Dataset items:
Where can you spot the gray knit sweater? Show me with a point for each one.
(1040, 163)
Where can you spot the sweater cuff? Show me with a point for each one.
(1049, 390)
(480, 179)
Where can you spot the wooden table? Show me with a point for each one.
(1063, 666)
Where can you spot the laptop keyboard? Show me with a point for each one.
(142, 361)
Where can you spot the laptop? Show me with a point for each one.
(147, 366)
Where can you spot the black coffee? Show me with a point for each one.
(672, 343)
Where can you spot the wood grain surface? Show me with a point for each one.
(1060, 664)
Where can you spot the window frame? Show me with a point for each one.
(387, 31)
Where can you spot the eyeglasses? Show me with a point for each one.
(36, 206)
...
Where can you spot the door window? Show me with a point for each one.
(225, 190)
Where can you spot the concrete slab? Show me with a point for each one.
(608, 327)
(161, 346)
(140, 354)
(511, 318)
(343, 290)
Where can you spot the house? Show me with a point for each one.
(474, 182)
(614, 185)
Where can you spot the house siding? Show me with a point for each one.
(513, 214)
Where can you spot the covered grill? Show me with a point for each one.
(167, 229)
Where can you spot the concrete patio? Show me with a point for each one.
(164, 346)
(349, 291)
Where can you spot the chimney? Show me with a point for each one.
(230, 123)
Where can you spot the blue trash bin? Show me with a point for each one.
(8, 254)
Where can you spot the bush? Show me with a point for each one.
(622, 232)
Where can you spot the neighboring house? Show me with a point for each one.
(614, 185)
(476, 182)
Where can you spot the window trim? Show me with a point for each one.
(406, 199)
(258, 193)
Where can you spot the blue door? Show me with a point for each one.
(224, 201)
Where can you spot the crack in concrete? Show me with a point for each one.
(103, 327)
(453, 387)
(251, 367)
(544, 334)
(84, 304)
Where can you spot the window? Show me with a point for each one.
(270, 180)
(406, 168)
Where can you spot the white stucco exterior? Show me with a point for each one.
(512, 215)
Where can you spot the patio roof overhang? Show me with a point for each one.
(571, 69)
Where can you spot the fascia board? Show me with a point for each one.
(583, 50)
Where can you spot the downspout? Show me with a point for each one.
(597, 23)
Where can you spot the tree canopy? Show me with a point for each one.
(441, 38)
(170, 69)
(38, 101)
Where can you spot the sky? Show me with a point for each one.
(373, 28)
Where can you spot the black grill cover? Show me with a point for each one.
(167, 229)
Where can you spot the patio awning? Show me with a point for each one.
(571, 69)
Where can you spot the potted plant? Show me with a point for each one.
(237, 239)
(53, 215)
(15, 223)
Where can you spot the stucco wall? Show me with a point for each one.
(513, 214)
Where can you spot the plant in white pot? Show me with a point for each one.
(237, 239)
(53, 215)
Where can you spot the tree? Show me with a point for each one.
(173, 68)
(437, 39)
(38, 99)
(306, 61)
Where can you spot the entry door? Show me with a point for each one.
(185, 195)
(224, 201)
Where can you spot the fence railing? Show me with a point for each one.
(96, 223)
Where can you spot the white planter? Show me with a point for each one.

Exercise -> Set down, from the entries above, exactly the lines from the one with "Where can you spot the tree?" up to and including the one with "Where can you spot the white planter?", and no other lines.

Written reply ->
Where can you spot the tree? Show me with a point for each one.
(173, 68)
(437, 39)
(38, 99)
(306, 61)
Where can you spot the entry door? Show me with a point for each one.
(185, 195)
(224, 201)
Where can you spot the fence railing? Show me with a point for each one.
(96, 223)
Where can you spot the white planter? Show me with a point for each one.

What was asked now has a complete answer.